— START OF SOURCE MATERIAL —

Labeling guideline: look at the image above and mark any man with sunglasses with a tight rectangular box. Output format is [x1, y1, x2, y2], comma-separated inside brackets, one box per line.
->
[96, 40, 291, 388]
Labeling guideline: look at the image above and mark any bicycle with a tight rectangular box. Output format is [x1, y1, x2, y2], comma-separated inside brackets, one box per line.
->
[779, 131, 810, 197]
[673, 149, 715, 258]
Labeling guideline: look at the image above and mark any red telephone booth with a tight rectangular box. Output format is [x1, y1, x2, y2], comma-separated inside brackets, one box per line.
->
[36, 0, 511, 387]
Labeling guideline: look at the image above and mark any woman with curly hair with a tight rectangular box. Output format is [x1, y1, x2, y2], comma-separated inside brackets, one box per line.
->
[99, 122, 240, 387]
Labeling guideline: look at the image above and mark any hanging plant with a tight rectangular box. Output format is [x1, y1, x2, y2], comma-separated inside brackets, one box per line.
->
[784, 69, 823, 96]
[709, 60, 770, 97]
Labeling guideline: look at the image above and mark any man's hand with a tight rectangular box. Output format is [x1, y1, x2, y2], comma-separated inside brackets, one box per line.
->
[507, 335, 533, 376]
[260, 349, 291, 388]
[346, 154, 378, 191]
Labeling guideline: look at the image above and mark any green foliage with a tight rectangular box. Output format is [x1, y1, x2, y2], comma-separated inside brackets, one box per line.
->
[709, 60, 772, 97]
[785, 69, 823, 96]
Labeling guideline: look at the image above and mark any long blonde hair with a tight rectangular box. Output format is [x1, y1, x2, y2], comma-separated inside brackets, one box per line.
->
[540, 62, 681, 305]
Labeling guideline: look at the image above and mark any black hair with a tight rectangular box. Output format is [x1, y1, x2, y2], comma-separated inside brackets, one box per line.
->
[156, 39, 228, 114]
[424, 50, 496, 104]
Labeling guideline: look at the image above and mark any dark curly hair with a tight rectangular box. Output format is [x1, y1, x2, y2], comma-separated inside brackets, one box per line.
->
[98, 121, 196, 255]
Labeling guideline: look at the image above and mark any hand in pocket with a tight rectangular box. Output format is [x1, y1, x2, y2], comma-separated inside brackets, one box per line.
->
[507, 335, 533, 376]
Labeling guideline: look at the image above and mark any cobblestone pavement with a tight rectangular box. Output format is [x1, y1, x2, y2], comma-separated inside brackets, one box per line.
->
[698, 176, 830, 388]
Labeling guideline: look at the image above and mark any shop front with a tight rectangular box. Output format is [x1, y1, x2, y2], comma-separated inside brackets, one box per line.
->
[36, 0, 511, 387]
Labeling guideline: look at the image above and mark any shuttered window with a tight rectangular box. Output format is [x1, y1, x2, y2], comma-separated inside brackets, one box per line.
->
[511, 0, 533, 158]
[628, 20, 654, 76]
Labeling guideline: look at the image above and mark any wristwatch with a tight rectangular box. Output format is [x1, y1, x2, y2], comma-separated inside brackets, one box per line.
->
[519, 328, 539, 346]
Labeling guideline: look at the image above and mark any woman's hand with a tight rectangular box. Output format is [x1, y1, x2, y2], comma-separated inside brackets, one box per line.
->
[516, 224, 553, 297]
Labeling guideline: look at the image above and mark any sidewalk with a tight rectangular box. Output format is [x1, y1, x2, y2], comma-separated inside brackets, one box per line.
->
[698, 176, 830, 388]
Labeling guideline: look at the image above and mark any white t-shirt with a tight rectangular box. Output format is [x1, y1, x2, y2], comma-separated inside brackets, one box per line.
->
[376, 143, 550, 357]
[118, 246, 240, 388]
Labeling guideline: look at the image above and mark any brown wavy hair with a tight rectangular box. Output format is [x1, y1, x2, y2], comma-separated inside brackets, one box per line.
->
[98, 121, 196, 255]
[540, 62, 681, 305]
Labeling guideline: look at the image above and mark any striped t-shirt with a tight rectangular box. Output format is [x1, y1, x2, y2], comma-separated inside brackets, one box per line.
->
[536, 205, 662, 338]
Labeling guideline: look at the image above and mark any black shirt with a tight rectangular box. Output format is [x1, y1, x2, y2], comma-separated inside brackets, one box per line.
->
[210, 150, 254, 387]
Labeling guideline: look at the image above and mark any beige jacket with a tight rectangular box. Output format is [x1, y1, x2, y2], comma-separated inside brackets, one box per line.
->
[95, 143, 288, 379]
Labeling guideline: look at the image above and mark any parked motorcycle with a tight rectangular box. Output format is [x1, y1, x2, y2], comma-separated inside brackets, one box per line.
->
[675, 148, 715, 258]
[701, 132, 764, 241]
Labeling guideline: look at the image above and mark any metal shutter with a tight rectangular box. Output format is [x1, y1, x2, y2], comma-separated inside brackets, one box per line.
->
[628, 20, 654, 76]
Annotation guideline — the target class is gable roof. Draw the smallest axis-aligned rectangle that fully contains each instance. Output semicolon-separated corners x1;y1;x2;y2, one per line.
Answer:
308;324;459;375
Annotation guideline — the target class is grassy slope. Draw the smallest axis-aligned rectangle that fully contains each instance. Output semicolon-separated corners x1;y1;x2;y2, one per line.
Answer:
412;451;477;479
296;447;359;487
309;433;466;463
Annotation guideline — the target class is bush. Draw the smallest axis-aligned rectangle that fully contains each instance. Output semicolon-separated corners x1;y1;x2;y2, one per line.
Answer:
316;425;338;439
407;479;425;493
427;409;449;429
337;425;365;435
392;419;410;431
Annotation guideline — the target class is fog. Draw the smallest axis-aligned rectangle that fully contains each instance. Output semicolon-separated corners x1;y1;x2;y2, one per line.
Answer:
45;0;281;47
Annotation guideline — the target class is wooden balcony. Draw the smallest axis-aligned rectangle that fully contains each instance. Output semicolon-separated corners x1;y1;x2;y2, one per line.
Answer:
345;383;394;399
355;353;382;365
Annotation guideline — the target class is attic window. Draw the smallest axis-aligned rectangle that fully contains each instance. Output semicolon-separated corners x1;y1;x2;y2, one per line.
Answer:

— END OF SOURCE MATERIAL —

Rewrite all of the items above, changing each "guideline" to "instruction" and keeping every other word, number and line the same.

▶ _SOLUTION TO THIS PROBLEM_:
Labeling instruction: look at the image above and mark any man with sunglasses with a tight rectangular box. Output format is [x1, y1, x2, y2], comma-separated inside brackets, one box per line.
->
[96, 40, 291, 388]
Labeling instruction: look at the image above and mark any bicycle with a tight rectangular box. Output format is [x1, y1, x2, y2], comma-separated inside brackets, one box per line.
->
[779, 131, 810, 197]
[673, 149, 715, 258]
Labeling instruction: look at the image above and mark any red telephone booth with a tight rectangular box. Output format is [x1, y1, x2, y2], comma-separated inside brackets, one box per line.
->
[36, 0, 511, 387]
Labeling instruction: look at the image above and mark any woman with curly hair with a tight rectangular box. Output format is [x1, y1, x2, y2], comma-separated inside brackets, one box per line.
->
[99, 122, 240, 387]
Labeling instruction: look at the image above and mark any hanging plant with a tight rectangular box. Output format is [x1, y1, x2, y2], comma-separated inside brackets, one box per line.
->
[784, 69, 823, 96]
[709, 60, 770, 97]
Labeling instruction: look at the image above and mark any man's hand with a tight rectangular box. Output format is [x1, y1, x2, y2], comma-separated inside brackets, one box per line.
->
[507, 335, 533, 376]
[260, 349, 291, 388]
[346, 154, 378, 191]
Labeling instruction: look at the image above and mark any green foliage with a tight rectangular box. Output format is [x1, y1, x2, y2], comma-separated inside brackets, one box per line.
->
[709, 60, 772, 97]
[785, 69, 823, 96]
Labeling instruction: look at the image above and mark any long blonde hair with a tight rectangular box. Output format is [x1, y1, x2, y2], comma-separated inside brackets, one box per line.
->
[540, 62, 681, 305]
Labeling instruction: look at the image above and mark any black hair with a tight rectangular box. Output format is [x1, y1, x2, y2], comma-separated inside brackets, one box per line.
->
[156, 39, 228, 114]
[424, 50, 496, 104]
Labeling instruction: look at the image above and mark any dark curly hair with a tight rectangular box. Output format is [x1, y1, x2, y2], comma-separated inside brackets, one box per line.
->
[98, 121, 196, 255]
Labeling instruction: look at the image above and mark any hand in pocket with a tight rectangular box. Output format is [x1, y1, x2, y2], comma-separated inside brackets, one box per line.
->
[507, 335, 533, 376]
Labeling instruction: look at the image above and mark any cobblestone pavement with a tight rectangular box. Output format is [x1, y1, x2, y2], comma-separated inside brackets, one box per line.
->
[698, 176, 830, 388]
Labeling instruction: look at the image above and mark any shop front with a tight rectangular box. Output format is [x1, y1, x2, y2], comma-separated inside brackets, one box per line.
->
[36, 0, 511, 387]
Labeling instruction: look at the image above and mark any shuttered window with a tight rectangular box. Output format is [x1, y1, x2, y2], comma-separated inside brackets, one box per line.
->
[511, 0, 533, 158]
[628, 20, 654, 76]
Labeling instruction: look at the image above and mark any wristwatch with a tight rectangular box. Output format is [x1, y1, x2, y2], comma-separated inside brackets, one box per line.
->
[519, 328, 539, 346]
Labeling instruction: look at the image above and mark any woman's hand with a tight rectangular box. Output format is [x1, y1, x2, y2], comma-separated inside brackets, one box per line.
->
[516, 224, 553, 297]
Labeling instruction: look at the image above and mark any sidewalk with a tight rectangular box. Output format is [x1, y1, x2, y2], comma-separated inside brackets, one box per line.
->
[698, 176, 830, 388]
Labeling instruction: look at the image above and mark any white t-shirt with a tight rectangular box. Output format is [x1, y1, x2, y2], comma-separated inside brackets, one box per line.
->
[376, 143, 550, 357]
[118, 246, 240, 388]
Labeling instruction: look at the image above and mark any brown wavy hair with a tight rectangular box. Output format is [x1, y1, x2, y2], comma-separated inside brackets, one box per line.
->
[98, 121, 196, 255]
[540, 62, 681, 305]
Labeling instruction: look at the image above and mark any striped t-shirt with a tight rectangular box. Output format is [x1, y1, x2, y2], comma-separated inside brackets, one box per line.
->
[536, 205, 662, 338]
Labeling instruction: look at the image above and mark any black shirt with a tight rectangular box. Output format is [x1, y1, x2, y2], comma-separated inside brackets, one box per line.
->
[210, 150, 254, 387]
Labeling instruction: look at the image above and mark any beige jacket with a tight rectangular box. Output format is [x1, y1, x2, y2], comma-separated inside brackets, one box per line.
->
[95, 143, 288, 379]
Labeling instruction: look at the image above and mark any parked motorcycle with a tight rectangular box. Output format is [x1, y1, x2, y2], comma-separated inside brackets, one box per line.
->
[675, 148, 715, 258]
[701, 132, 764, 241]
Labeling instruction: look at the image above and mark any metal shutter with a tight rectangular box. Output format is [x1, y1, x2, y2], comma-separated inside brackets, one box per line.
->
[628, 20, 654, 76]
Annotation instruction — the target class is gable roof. Draw the smallest axis-aligned rectangle that fully contains each instance. Output semicolon-separated corners x1;y1;x2;y2, one per line.
Answer:
308;324;459;375
Annotation instruction — the target class is grassy slope. Draw the smallest axis-aligned rectangle that fully contains each instance. Output semicolon-separated corners x1;y1;x2;y2, one per line.
Answer:
412;451;477;479
296;447;359;487
309;433;466;463
Annotation instruction — the target class is bush. Draw the smallest axis-aligned rectangle that fully contains each instance. Output semicolon-separated corners x1;y1;x2;y2, one per line.
Answer:
316;425;338;439
407;479;425;493
427;409;449;429
337;425;365;435
392;419;410;431
Annotation instruction — the target class is fog. Draw the smallest axis-aligned rectangle that fully contains each instance. Output semicolon-separated corners x1;y1;x2;y2, one per line.
Answer:
45;0;281;47
Annotation instruction — the target class is wooden balcony. Draw the smallest axis-aligned rectangle that fully contains each instance. Output semicolon-separated corners x1;y1;x2;y2, one per line.
Answer:
345;383;394;399
355;353;382;365
Annotation instruction — the target class is attic window. Draw the smallest axis-aligned rectangle that fully contains each instance. Output semicolon-separated corners x1;y1;x2;y2, one per line.
Answer:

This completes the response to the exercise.